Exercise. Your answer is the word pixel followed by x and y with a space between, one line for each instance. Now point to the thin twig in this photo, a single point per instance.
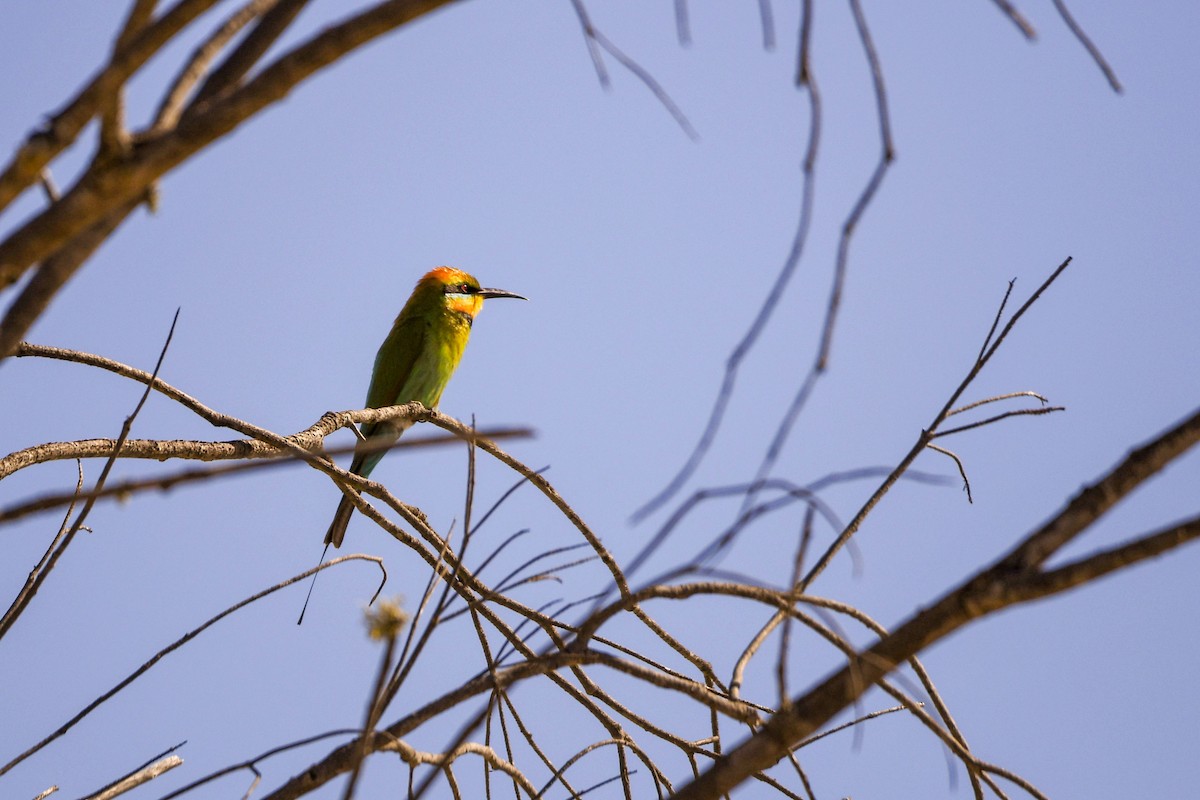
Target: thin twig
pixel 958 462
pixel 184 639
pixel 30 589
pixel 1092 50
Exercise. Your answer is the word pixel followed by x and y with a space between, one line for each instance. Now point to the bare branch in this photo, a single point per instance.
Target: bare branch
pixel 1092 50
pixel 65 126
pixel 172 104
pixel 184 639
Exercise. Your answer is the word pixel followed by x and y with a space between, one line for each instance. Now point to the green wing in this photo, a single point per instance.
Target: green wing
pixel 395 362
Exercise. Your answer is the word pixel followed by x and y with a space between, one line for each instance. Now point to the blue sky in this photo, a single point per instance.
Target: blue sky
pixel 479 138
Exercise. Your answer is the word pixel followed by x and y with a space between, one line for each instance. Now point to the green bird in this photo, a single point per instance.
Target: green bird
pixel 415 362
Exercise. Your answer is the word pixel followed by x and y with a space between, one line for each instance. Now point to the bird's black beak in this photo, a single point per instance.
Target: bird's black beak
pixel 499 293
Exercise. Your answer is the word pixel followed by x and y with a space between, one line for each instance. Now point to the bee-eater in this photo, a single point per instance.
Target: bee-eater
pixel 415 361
------------------------------------
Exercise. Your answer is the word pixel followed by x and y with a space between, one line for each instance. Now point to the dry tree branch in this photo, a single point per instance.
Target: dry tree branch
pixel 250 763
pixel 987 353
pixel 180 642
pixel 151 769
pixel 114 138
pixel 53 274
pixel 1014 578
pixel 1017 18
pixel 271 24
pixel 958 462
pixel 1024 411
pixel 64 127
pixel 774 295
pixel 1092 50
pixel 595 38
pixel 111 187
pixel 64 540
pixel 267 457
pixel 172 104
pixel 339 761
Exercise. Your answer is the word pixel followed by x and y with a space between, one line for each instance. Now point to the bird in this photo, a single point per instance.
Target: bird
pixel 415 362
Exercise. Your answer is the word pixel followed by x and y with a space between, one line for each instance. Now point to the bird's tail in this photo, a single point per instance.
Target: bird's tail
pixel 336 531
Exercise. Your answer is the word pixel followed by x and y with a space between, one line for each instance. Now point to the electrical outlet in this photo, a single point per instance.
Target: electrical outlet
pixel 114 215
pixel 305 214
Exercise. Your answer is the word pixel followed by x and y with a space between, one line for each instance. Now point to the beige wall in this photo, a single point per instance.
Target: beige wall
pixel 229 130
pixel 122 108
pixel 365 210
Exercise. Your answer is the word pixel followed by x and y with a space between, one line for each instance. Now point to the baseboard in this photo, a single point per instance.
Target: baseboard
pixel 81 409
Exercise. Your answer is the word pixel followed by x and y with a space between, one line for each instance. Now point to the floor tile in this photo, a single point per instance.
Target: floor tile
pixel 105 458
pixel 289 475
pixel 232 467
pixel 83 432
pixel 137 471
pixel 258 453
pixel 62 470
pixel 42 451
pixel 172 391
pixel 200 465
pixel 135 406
------------------------------------
_ASSIGNMENT_
Produce a word-for-word copy of everything above from the line holding "Target: thin twig" down to the line holding "the green wing", with both of those lines kept.

_TASK ANSWER_
Target: thin twig
pixel 958 462
pixel 184 639
pixel 30 589
pixel 1092 50
Exercise. Your answer is the word pixel followed by x and y with a space between, one line for each instance. Now point to the bare branch in this photo, a single point per instance.
Target: bare branch
pixel 1092 50
pixel 65 126
pixel 172 104
pixel 184 639
Exercise. Your answer is the word pixel followed by x and y with a space between, one line for each instance. Now point to the green wing in this photo, a single point per instance.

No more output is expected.